[begin DATA LISTING]

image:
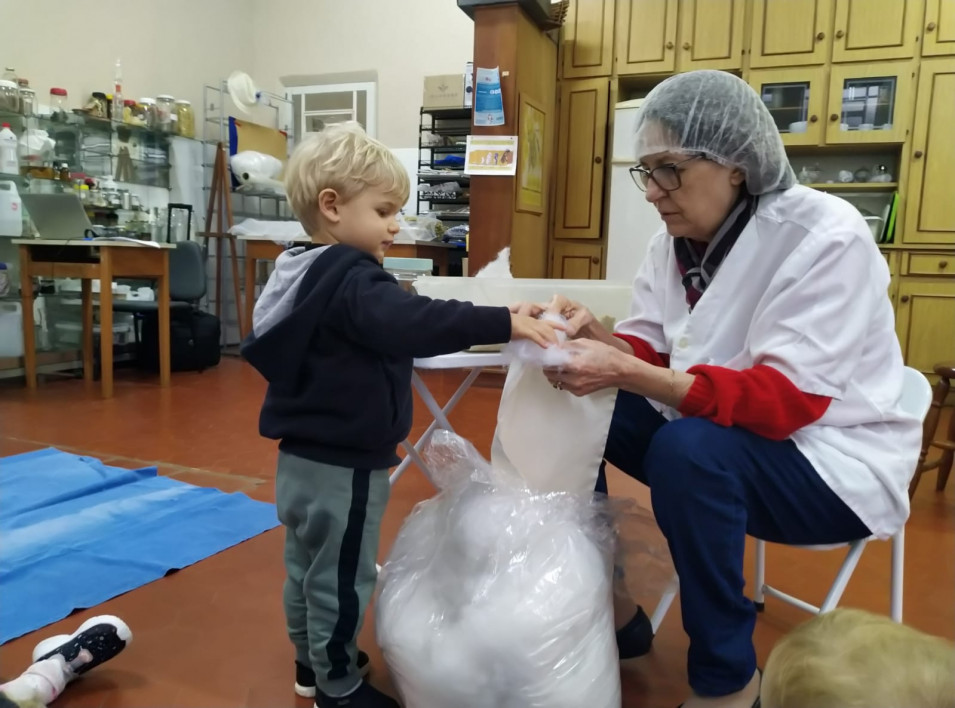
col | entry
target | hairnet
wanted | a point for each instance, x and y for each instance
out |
(719, 115)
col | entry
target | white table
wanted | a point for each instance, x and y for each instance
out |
(477, 362)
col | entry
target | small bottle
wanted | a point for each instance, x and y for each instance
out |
(9, 162)
(117, 105)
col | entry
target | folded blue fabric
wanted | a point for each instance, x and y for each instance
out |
(75, 533)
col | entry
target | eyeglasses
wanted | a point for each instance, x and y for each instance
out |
(666, 177)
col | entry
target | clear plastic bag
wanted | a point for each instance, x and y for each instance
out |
(496, 597)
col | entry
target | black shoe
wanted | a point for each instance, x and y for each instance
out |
(635, 637)
(305, 677)
(365, 696)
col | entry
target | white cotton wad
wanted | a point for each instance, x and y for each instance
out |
(497, 592)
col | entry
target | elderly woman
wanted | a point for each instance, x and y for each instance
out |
(759, 372)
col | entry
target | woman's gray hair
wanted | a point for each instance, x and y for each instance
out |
(720, 116)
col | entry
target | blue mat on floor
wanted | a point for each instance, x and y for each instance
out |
(75, 532)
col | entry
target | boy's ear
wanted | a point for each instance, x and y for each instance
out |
(328, 203)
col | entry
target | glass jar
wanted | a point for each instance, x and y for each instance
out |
(9, 96)
(96, 106)
(27, 101)
(58, 109)
(165, 105)
(185, 119)
(148, 106)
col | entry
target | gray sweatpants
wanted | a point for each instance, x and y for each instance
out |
(332, 517)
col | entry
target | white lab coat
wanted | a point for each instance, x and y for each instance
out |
(803, 290)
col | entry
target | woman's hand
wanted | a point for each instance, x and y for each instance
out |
(580, 320)
(541, 332)
(593, 366)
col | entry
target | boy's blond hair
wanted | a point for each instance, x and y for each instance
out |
(854, 659)
(344, 158)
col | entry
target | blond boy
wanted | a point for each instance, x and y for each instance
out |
(336, 336)
(854, 659)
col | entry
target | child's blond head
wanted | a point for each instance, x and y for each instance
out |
(344, 158)
(854, 659)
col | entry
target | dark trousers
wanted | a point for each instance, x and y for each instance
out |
(710, 486)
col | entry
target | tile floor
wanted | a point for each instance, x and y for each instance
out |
(213, 634)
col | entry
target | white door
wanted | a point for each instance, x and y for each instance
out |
(633, 220)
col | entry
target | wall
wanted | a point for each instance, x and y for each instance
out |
(173, 46)
(403, 40)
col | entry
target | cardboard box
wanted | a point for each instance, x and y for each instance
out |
(443, 91)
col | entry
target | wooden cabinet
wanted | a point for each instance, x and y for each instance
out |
(794, 96)
(587, 39)
(711, 34)
(790, 33)
(579, 261)
(930, 213)
(925, 320)
(870, 103)
(646, 37)
(875, 30)
(581, 147)
(938, 36)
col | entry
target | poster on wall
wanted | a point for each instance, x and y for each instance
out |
(491, 155)
(530, 183)
(488, 102)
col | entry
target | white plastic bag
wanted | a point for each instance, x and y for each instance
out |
(496, 597)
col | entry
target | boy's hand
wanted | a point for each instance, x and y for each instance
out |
(541, 332)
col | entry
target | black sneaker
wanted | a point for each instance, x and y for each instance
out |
(636, 637)
(96, 641)
(305, 677)
(365, 696)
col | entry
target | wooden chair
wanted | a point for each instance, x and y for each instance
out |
(946, 372)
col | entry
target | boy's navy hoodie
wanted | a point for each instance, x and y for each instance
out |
(335, 336)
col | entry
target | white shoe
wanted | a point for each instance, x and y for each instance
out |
(96, 641)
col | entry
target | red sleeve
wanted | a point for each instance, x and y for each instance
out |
(759, 399)
(644, 351)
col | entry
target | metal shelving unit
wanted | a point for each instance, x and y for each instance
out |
(451, 125)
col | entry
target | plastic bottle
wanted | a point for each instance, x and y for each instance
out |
(117, 107)
(8, 151)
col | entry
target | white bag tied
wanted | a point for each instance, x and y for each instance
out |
(497, 592)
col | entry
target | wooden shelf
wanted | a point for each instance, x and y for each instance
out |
(855, 186)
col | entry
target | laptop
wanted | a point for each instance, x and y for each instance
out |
(59, 217)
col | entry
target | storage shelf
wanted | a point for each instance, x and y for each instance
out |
(449, 176)
(855, 186)
(444, 200)
(447, 113)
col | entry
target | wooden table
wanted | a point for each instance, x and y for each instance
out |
(89, 261)
(261, 248)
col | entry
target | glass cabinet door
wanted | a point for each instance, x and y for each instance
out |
(870, 103)
(794, 98)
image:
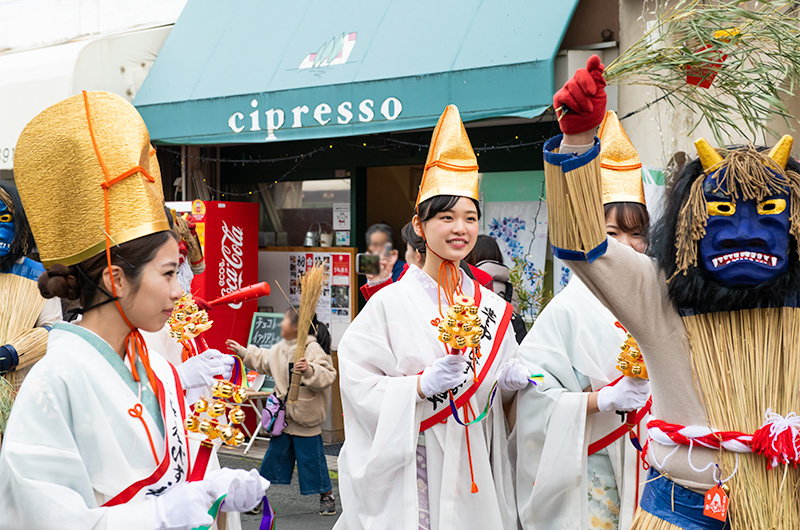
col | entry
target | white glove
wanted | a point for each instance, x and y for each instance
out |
(200, 370)
(629, 394)
(513, 376)
(183, 506)
(244, 489)
(445, 373)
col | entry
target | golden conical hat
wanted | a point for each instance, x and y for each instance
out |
(620, 167)
(65, 159)
(451, 168)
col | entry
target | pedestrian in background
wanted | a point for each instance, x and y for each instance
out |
(301, 439)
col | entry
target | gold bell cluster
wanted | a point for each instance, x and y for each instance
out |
(206, 418)
(461, 327)
(630, 361)
(187, 320)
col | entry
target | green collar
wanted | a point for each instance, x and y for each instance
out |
(149, 399)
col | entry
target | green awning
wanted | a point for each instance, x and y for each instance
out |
(251, 71)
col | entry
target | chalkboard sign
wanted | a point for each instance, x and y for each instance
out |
(265, 332)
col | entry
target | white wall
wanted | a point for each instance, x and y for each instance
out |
(33, 23)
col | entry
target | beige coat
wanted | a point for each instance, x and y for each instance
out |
(305, 417)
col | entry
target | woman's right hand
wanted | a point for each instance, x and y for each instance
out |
(444, 374)
(629, 394)
(235, 347)
(184, 505)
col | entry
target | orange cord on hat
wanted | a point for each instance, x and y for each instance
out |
(134, 342)
(136, 412)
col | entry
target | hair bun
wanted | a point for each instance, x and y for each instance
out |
(60, 281)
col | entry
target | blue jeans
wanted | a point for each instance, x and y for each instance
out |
(312, 468)
(676, 505)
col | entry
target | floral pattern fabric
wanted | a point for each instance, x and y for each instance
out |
(604, 502)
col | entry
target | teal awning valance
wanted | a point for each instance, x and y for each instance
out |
(252, 71)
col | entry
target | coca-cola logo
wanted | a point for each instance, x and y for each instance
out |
(230, 266)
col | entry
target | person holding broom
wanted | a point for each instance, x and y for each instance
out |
(96, 438)
(575, 342)
(25, 317)
(426, 443)
(301, 438)
(715, 309)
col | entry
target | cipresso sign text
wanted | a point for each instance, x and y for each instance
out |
(273, 119)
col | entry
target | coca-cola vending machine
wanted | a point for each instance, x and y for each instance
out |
(228, 233)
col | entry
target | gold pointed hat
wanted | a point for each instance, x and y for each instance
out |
(620, 167)
(73, 154)
(451, 168)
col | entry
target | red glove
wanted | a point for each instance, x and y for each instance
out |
(581, 103)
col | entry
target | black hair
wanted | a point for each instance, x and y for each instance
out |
(441, 203)
(317, 328)
(631, 216)
(23, 238)
(82, 281)
(486, 249)
(696, 290)
(379, 227)
(410, 237)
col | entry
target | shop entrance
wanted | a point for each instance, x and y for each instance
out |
(391, 194)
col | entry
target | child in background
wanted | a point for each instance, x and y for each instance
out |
(301, 439)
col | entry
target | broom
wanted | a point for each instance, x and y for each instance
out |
(746, 362)
(23, 303)
(575, 206)
(311, 288)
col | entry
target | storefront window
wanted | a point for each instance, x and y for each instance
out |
(302, 206)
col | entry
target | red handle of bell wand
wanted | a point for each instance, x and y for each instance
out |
(243, 295)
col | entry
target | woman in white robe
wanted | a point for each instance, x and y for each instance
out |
(406, 462)
(574, 343)
(96, 438)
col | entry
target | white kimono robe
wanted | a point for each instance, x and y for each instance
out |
(574, 343)
(71, 444)
(387, 345)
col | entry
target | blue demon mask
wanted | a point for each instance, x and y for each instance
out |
(746, 241)
(7, 229)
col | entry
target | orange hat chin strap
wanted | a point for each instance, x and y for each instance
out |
(134, 342)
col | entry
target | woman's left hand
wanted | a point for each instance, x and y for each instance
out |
(513, 376)
(301, 366)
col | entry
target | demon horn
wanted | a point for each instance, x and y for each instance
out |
(780, 152)
(708, 155)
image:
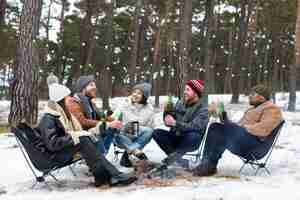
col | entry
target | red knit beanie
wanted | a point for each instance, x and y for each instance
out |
(196, 85)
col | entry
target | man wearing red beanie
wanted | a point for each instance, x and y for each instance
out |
(187, 125)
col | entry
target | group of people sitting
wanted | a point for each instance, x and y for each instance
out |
(72, 124)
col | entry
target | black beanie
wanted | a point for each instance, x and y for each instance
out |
(263, 91)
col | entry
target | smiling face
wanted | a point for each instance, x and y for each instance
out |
(91, 90)
(190, 96)
(137, 96)
(255, 99)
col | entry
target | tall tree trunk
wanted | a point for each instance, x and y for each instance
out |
(156, 63)
(135, 42)
(3, 5)
(239, 53)
(185, 42)
(294, 69)
(24, 104)
(108, 56)
(208, 52)
(60, 64)
(85, 42)
(227, 81)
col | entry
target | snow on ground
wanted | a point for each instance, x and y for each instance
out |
(16, 178)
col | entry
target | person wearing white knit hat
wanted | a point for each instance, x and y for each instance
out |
(57, 92)
(63, 136)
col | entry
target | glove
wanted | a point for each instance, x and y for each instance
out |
(76, 134)
(98, 129)
(223, 117)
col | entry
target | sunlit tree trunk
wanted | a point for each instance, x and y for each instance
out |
(24, 103)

[end DATA LISTING]

> EXERCISE DIRECTIONS
From the entries above, keep only the lines that contain the string "wall". The match is case-sensitive.

> PROBLEM SOLUTION
target | wall
target | poster on wall
target | white wall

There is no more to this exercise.